• EXERCISE OBJECTIVE
Reproduce verbatim only the lines from the one containing "white stork, put" through the last line below, both included.

# # # # # # #

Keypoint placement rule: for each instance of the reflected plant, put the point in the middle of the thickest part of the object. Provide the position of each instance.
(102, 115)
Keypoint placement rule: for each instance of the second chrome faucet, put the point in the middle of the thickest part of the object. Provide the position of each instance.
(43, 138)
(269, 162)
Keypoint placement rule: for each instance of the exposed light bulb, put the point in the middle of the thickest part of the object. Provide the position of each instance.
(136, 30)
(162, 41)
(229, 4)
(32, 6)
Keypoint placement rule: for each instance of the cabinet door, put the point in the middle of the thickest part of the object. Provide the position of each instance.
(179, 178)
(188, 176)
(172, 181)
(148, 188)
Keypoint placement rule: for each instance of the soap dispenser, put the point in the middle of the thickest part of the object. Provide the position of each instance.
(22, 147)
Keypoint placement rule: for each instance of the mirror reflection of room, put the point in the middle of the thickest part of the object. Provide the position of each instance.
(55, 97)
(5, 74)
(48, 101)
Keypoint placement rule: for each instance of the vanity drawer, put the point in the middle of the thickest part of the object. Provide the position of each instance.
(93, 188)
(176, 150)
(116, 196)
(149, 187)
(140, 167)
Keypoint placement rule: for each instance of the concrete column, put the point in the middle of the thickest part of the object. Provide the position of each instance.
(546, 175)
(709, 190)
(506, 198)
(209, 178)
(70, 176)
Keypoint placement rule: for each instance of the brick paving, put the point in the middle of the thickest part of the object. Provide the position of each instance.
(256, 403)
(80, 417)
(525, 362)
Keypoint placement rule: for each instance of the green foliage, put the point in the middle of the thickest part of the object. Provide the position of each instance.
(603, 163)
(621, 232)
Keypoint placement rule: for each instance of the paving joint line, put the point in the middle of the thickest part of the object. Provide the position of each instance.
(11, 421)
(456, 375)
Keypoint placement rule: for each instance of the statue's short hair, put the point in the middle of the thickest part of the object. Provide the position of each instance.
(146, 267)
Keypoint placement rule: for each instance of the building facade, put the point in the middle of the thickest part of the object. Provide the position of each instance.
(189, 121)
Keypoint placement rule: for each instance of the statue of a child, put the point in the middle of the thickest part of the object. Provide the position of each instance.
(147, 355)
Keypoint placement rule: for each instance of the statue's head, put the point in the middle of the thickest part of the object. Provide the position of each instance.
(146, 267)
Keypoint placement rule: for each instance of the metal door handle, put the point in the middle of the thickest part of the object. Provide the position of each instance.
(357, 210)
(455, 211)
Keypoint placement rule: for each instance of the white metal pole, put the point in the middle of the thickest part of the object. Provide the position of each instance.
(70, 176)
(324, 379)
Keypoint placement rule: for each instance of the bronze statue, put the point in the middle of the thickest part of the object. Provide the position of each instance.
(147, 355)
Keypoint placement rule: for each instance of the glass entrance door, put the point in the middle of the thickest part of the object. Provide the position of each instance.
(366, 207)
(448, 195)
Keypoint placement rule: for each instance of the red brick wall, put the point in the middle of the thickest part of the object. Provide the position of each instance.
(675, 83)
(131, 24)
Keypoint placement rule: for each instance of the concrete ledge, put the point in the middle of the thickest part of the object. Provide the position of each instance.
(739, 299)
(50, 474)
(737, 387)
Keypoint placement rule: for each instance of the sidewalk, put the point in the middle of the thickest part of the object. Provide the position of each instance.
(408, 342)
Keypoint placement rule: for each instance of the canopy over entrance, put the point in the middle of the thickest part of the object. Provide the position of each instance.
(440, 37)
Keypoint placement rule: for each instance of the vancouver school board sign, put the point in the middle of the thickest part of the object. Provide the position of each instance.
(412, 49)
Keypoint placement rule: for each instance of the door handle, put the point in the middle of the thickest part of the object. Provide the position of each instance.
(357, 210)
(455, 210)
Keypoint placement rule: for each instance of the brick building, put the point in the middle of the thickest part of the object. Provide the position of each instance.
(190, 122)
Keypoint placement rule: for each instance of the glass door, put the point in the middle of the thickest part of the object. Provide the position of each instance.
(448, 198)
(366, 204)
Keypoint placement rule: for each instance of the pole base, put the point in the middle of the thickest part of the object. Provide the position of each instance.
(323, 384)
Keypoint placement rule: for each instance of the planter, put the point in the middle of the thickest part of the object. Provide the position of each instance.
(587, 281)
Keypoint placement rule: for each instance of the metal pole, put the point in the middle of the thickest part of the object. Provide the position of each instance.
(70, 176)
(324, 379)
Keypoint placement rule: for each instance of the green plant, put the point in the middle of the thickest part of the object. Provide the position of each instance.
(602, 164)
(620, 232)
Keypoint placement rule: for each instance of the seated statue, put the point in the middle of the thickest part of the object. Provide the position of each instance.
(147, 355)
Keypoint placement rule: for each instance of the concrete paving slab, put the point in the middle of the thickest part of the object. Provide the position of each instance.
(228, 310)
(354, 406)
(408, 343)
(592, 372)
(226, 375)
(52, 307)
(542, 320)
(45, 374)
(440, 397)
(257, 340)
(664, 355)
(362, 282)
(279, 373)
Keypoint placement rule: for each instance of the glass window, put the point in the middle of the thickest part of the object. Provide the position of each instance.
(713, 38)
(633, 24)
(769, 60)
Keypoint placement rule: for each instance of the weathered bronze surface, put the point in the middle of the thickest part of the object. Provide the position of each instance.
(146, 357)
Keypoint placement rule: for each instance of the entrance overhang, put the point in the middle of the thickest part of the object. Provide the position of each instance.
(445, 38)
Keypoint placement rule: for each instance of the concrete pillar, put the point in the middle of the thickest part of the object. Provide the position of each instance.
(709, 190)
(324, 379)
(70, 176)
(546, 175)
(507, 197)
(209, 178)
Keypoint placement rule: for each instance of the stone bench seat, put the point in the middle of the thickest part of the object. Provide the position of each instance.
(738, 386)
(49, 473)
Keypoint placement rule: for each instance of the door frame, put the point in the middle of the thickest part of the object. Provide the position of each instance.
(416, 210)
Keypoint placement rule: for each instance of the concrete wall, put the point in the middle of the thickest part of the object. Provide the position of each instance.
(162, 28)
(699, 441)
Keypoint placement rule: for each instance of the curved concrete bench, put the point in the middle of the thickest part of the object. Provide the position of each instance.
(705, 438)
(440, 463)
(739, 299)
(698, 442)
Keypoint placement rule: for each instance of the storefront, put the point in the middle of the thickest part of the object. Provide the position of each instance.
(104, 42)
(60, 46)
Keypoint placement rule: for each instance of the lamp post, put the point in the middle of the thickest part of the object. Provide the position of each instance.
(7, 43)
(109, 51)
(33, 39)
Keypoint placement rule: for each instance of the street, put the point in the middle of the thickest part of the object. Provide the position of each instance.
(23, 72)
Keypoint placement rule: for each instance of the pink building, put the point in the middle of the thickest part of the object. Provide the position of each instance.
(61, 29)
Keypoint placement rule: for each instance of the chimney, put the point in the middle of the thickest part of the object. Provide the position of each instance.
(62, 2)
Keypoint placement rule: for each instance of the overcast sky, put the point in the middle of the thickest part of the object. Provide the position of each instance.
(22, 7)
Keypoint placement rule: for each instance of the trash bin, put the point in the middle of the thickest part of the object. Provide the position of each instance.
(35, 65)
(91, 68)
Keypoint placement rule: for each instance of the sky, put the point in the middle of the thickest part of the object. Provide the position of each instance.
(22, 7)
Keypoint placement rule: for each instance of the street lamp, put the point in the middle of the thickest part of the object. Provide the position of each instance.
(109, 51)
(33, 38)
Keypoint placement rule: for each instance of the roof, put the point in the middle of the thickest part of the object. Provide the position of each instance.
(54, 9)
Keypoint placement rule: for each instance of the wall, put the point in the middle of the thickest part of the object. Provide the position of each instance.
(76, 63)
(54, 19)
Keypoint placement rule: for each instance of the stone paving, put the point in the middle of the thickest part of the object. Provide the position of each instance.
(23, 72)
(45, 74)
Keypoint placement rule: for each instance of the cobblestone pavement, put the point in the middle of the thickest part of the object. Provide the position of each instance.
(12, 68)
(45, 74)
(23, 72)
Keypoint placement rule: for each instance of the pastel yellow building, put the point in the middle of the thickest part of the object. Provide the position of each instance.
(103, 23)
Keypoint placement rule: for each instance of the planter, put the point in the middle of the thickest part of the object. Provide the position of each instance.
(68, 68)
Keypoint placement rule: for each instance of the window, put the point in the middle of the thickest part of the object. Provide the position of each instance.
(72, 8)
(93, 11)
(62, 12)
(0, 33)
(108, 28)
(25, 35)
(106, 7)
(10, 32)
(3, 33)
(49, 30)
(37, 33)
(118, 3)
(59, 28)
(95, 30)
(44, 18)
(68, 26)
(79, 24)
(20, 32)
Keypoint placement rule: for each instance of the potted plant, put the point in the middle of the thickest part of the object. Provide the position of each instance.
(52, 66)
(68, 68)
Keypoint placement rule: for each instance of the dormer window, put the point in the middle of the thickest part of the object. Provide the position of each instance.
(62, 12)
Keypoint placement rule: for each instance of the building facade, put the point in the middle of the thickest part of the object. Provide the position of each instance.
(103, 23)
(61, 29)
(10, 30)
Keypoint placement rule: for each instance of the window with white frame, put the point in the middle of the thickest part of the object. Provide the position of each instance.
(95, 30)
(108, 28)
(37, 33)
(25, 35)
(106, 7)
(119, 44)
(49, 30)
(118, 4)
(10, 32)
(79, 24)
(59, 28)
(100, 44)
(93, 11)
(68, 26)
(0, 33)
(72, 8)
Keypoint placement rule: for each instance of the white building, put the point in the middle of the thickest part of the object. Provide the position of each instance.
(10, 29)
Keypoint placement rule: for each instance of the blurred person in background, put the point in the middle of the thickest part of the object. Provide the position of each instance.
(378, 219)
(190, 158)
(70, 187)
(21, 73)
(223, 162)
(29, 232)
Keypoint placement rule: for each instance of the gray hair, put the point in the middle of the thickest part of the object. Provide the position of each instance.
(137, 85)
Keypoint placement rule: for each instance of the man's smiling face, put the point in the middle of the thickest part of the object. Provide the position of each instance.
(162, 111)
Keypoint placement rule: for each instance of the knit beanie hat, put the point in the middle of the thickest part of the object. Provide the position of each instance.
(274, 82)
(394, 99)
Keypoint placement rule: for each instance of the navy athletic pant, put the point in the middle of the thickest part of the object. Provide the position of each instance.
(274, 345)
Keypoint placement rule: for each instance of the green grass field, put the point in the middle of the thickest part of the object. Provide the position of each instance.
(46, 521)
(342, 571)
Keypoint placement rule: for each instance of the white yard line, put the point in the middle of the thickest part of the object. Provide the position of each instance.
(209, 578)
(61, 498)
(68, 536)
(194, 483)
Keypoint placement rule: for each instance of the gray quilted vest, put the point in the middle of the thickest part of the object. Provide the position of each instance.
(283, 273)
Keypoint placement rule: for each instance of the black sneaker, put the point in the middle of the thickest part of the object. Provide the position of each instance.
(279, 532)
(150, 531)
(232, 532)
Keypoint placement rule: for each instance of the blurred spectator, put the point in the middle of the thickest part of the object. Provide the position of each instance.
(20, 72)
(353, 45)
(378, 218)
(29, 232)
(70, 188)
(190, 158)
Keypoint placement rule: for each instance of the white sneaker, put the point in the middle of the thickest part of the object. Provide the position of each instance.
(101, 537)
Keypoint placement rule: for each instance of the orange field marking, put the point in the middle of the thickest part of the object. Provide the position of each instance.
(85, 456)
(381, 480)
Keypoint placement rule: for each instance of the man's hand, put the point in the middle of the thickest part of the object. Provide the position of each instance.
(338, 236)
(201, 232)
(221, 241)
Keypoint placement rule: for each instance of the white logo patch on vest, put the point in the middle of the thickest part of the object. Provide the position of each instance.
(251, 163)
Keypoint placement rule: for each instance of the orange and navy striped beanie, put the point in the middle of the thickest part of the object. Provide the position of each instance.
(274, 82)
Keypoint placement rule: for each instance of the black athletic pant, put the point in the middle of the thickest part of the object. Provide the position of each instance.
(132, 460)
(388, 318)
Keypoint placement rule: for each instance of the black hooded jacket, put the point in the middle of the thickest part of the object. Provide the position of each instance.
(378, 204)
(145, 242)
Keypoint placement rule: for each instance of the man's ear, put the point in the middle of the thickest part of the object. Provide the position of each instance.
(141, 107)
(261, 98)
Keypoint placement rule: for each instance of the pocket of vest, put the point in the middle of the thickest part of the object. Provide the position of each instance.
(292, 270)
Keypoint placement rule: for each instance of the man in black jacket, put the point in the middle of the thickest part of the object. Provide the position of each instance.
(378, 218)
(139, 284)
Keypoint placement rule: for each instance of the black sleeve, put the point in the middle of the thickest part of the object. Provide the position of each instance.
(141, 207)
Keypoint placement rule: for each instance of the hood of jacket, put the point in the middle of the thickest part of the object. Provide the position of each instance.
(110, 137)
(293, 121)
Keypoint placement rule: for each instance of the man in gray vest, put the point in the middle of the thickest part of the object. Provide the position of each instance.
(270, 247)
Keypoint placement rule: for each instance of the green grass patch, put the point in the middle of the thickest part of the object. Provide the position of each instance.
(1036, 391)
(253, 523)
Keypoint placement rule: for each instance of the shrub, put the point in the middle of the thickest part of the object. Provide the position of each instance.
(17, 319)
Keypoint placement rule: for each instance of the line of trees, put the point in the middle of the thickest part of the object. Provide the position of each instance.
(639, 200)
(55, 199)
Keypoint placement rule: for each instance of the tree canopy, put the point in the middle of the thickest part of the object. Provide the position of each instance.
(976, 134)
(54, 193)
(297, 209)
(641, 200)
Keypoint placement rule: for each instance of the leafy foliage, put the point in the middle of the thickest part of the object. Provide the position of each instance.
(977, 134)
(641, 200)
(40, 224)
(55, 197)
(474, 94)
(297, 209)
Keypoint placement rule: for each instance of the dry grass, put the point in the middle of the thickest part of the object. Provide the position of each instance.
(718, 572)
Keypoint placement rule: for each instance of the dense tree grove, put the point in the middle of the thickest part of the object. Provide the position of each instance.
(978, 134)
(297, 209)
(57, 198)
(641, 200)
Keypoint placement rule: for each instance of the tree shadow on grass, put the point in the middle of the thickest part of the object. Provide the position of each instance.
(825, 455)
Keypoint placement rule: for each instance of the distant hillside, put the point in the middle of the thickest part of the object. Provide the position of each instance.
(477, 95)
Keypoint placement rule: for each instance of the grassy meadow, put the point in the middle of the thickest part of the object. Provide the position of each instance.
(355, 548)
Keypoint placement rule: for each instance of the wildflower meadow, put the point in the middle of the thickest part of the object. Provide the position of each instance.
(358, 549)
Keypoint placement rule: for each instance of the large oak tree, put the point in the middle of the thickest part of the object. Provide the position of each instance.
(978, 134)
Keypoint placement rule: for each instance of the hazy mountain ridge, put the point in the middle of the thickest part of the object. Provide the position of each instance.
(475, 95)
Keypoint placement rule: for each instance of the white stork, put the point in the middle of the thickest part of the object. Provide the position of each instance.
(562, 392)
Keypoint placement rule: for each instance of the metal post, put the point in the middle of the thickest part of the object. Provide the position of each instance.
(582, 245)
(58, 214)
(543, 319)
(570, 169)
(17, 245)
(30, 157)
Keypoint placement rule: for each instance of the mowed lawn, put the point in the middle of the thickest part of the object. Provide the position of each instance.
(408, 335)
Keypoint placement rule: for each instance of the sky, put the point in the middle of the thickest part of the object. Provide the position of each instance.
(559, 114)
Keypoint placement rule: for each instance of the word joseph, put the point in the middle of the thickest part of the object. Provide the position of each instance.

# # # # # # #

• ANSWER IN FULL
Keypoint placement rule: for each instance of the white stork, put the point in the middle of the thickest part of the object. Provide the position of each instance.
(562, 392)
Keypoint placement rule: for each instance of the metal post, put the point in the middle of the thickest part of the object. Provide the position of each instance.
(582, 245)
(58, 214)
(543, 319)
(570, 169)
(17, 245)
(30, 157)
Keypoint placement rule: for each instance of the mowed lawn, put the point in the middle of the thickest part of the object. Provide the position of each instance.
(408, 335)
Keypoint placement rule: for each instance of the sky, put the point in the middle of the thickest part of the object. Provide the position of each instance.
(559, 114)
Keypoint placement rule: for each instance of the word joseph, put the point in the middle of the thickest part of the object. Provide the position of each instance.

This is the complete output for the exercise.